--- start of SELECTED EXCERPT ---

Column: Line Drives — Stay is longer than was expected

[This is my column in the Thanksgiving — Nov. 25 — issue of The Commercial Review.]

This was supposed to be a stepping-stone.

My time here was going to be brief.

I’d come to Jay County, work for a year or two and then hit the road, moving on to someplace else to start over again. Work my way up the sports writing ladder.

My dream, after all, is to cover professional baseball on a daily basis.

But sometimes, plans don’t work out as envisioned.

I moved here two and a half years ago, and I never thought I would make it as long as I have.

I was going to kick-start my career — and this is a career, not just a job — gain valuable experience and then scream sayonara from a moving van as I drove into the sunset.

But something happened.
You.

As I wrote more about the community, I became more curious of it.

As I followed each team closely, I became more supportive of it.

As I learned more and more about the community, I became part of it.

That’s why I’m still here.
You.

Through the long road trips — Logansport on a Tuesday for regional soccer; Royal Center on a Friday for semi-state football; a Wednesday trip to Springfield, Ohio, for baseball regional tournament; or four trips to and from Fort Wayne for baseball and softball sectional tournaments — every mile has been worthwhile.

--- end of SELECTED EXCERPT ---

SET EXERCISE 1:
Answer from the column:
(a) In which issue of The Commercial Review did the column run?
(b) What does the writer name as the dream?
(c) How long ago did the writer move to Jay County?
SET EXERCISE 2:
Rewrite the stretch of the column from "But sometimes, plans" through "But something happened.", putting "horizon" in place of "sunset".

--- start of RECORD EXTRACTS ---

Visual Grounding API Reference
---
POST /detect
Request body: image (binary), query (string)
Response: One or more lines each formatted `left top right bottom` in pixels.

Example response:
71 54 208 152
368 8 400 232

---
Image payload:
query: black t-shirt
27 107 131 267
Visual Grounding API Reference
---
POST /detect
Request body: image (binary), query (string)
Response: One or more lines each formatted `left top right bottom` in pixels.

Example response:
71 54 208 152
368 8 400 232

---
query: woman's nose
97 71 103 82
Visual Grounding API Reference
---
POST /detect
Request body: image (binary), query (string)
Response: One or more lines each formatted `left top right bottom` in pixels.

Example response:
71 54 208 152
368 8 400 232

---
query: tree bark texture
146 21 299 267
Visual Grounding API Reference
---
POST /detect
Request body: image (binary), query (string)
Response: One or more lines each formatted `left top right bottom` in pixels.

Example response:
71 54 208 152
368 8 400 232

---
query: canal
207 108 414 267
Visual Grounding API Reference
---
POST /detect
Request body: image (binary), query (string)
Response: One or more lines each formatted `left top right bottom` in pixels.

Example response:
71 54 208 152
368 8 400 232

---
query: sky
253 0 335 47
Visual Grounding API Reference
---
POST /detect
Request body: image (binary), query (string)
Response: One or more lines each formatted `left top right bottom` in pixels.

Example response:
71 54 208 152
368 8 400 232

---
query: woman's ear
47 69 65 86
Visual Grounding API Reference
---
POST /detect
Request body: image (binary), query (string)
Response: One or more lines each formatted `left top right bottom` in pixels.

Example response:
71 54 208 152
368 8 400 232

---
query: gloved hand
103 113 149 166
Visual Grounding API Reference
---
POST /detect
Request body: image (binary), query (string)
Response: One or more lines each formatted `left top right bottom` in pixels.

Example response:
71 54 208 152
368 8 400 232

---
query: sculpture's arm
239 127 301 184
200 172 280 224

--- end of RECORD EXTRACTS ---

FULL OUTPUT 1:
(a) The Thanksgiving issue, Nov. 25.
(b) To cover professional baseball on a daily basis.
(c) Two and a half years ago.

FULL OUTPUT 2:
But sometimes, plans don’t work out as envisioned.

I moved here two and a half years ago, and I never thought I would make it as long as I have.

I was going to kick-start my career — and this is a career, not just a job — gain valuable experience and then scream sayonara from a moving van as I drove into the horizon.

But something happened.